■ WHAT YOU HAVE TO DO:
A full, word-for-word copy of the listing below is needed; leave the images out of it.

RECORDS SUPPLIED section start

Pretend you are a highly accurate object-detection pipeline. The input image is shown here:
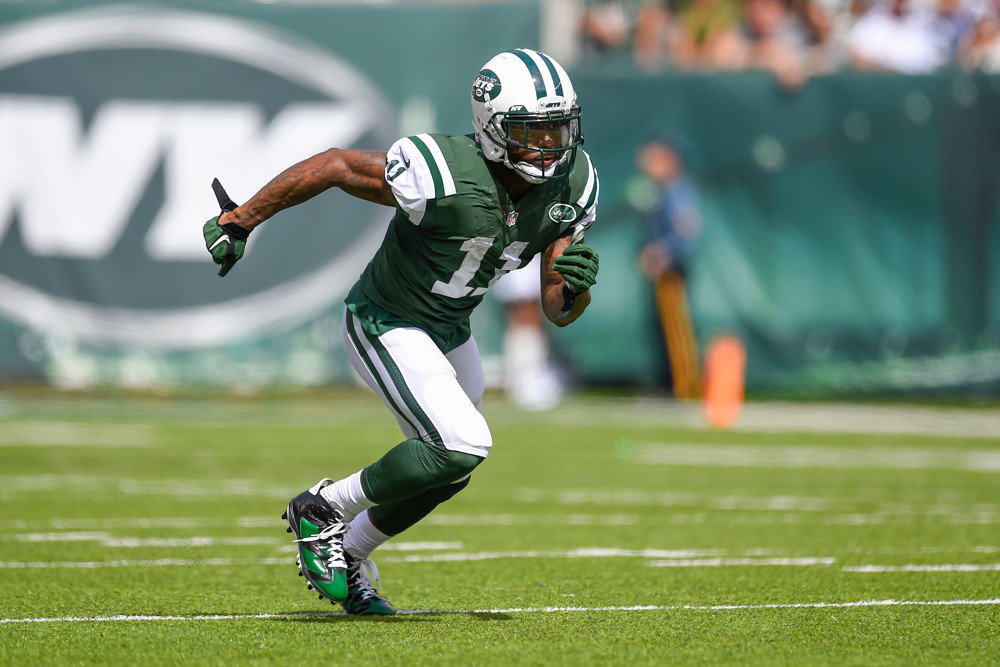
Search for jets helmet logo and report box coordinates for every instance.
[472,69,501,103]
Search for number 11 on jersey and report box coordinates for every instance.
[431,237,529,298]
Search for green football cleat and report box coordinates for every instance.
[341,553,396,616]
[283,478,348,603]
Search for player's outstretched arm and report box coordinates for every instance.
[203,149,394,276]
[220,148,395,232]
[541,235,599,327]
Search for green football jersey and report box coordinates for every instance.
[346,132,599,351]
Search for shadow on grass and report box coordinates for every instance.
[276,609,514,623]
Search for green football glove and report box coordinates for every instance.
[552,243,599,294]
[203,178,251,277]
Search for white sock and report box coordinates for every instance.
[319,470,374,523]
[344,509,392,560]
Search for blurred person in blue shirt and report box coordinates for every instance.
[634,136,704,399]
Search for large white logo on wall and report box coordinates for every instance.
[0,7,395,348]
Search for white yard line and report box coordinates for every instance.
[0,476,297,499]
[0,422,154,447]
[492,398,1000,438]
[649,557,834,567]
[516,488,838,511]
[634,443,1000,472]
[0,549,721,568]
[844,564,1000,573]
[4,533,280,547]
[0,514,639,531]
[3,598,999,624]
[380,548,723,563]
[3,549,997,574]
[0,558,290,568]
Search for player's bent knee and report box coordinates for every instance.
[426,475,472,503]
[439,410,492,460]
[434,448,483,485]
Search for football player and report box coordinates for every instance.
[202,49,600,615]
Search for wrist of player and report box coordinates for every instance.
[552,243,599,295]
[203,178,252,277]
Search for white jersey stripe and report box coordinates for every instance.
[573,151,599,238]
[414,133,457,197]
[575,151,597,211]
[388,137,433,225]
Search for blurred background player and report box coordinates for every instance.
[635,135,703,400]
[493,256,567,411]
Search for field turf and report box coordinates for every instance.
[1,390,998,665]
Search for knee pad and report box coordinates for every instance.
[424,442,482,485]
[361,438,483,504]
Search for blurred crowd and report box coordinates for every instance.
[579,0,1000,85]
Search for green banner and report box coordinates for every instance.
[562,68,1000,396]
[0,2,996,396]
[0,1,540,389]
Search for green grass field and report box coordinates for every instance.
[1,389,998,665]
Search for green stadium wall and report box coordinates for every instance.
[0,2,997,397]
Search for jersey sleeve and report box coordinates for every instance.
[569,149,599,243]
[384,134,458,225]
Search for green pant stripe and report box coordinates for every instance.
[345,311,421,437]
[346,311,443,446]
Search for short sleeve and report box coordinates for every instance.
[384,134,457,225]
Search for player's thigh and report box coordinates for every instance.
[342,309,492,458]
[446,335,485,412]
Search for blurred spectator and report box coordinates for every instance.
[634,0,684,70]
[493,256,566,411]
[930,0,977,61]
[669,0,747,69]
[733,0,812,86]
[847,0,944,72]
[958,0,1000,70]
[789,0,854,71]
[633,0,839,82]
[587,0,980,74]
[634,136,703,399]
[580,0,641,56]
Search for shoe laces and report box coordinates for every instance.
[294,518,347,569]
[348,558,382,601]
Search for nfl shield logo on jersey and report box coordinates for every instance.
[506,211,519,227]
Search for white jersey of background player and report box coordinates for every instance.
[494,255,567,410]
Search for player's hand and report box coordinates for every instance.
[202,178,251,277]
[552,243,599,294]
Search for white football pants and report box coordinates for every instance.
[342,308,492,459]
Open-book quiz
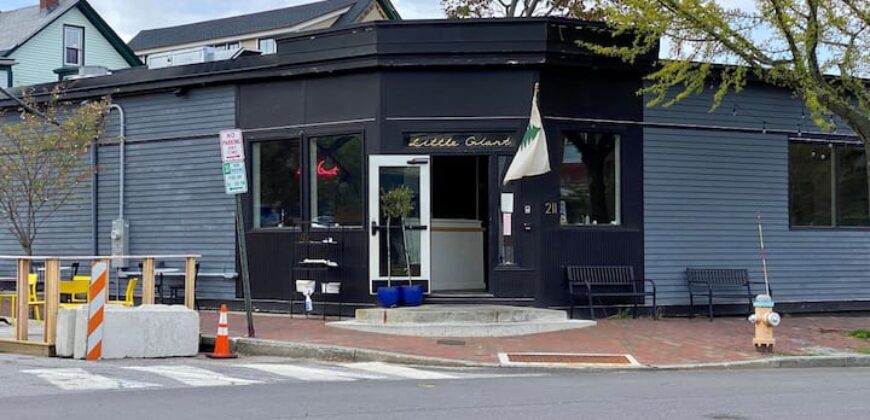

RECORDS SUPPLIED section end

■ ANSWER:
Pretend you are a highly accurate object-detection pipeline. The input image is shown here:
Search for jets helmet logo and report box coordinates for every instance.
[472,69,501,103]
Search for number 11 on jersey and report box coordinates for every instance.
[431,237,529,298]
Search for green football cleat and report box coordinates for every instance.
[341,553,396,616]
[283,478,348,603]
Search for player's outstretched arm and report box coordinates for every instance.
[203,149,394,276]
[220,148,395,232]
[541,235,599,327]
Search for green football jersey and report box coordinates for every instance.
[346,132,599,351]
Search for shadow on grass and report box coordinates for every instance.
[276,609,514,623]
Search for green football glove and report box coordinates for every instance.
[552,243,599,294]
[203,178,251,277]
Search for white sock and report box coordinates for every instance.
[319,470,374,523]
[344,509,392,560]
Search for blurred person in blue shirt and report box coordinates for every instance.
[634,136,704,399]
Search for large white logo on wall and report box coordinates for every instance.
[0,7,395,348]
Search for white yard line and report box coordinates for every instance.
[0,476,297,499]
[0,422,154,447]
[492,398,1000,438]
[649,557,834,567]
[516,488,838,511]
[634,443,1000,472]
[0,549,721,568]
[844,564,1000,573]
[4,533,280,547]
[0,514,639,531]
[3,598,999,624]
[380,548,723,563]
[3,549,997,574]
[0,558,290,568]
Search for player's bent knee and report box coordinates for every instance.
[426,475,472,503]
[439,410,492,460]
[434,448,483,485]
Search for football player and report box coordinates for every instance.
[202,49,600,615]
Search for wrist of player and report box coordinates for every instance.
[552,243,599,295]
[203,178,252,277]
Search for white jersey stripe and report box coordinates for every instance.
[573,151,599,238]
[414,133,457,197]
[575,151,597,211]
[388,137,433,225]
Search for blurred background player and report box coordinates for every instance.
[635,135,703,400]
[493,256,567,411]
Search for field turf and report box coordinates for every instance.
[1,390,998,665]
Search for knee pad and report box coordinates for every instance.
[424,442,482,485]
[361,438,483,504]
Search for blurred crowd and report box coordinates for every instance.
[579,0,1000,85]
Search for green banner and report box coordinates for every instance.
[562,68,1000,396]
[0,2,996,396]
[0,1,540,389]
Search for green grass field and report box coordinates for every instance.
[1,389,998,665]
Search for green stadium wall and report box coordinates for every instance.
[0,2,997,397]
Search for jersey sleeve and report box coordinates for every instance.
[569,149,599,243]
[384,134,458,225]
Search for green pant stripe and report box coordinates for every instance.
[345,311,421,437]
[346,311,443,446]
Search for short sleeve and report box coordinates for every instance.
[384,134,457,225]
Search for player's thigh and report box coordinates for every instance.
[342,309,492,458]
[446,335,485,412]
Search for blurred spectator and report box coordinates for every instance.
[634,0,684,70]
[493,256,566,411]
[930,0,977,61]
[669,0,747,69]
[733,0,812,86]
[847,0,944,72]
[958,0,1000,70]
[789,0,854,71]
[633,0,839,82]
[587,0,980,74]
[634,136,703,399]
[580,0,641,56]
Search for shoe laces and report box coordinates for every instance.
[294,518,347,569]
[348,558,382,601]
Search for nfl shield logo on jersey and report box coordinates for every instance.
[506,211,519,227]
Search for white jersey of background player and report box coordinates for every instance.
[494,255,567,410]
Search for player's hand and report box coordinates for every instance.
[202,178,251,277]
[552,243,599,294]
Search for white football pants and report box coordinates for every instance.
[342,308,492,459]
Open-book quiz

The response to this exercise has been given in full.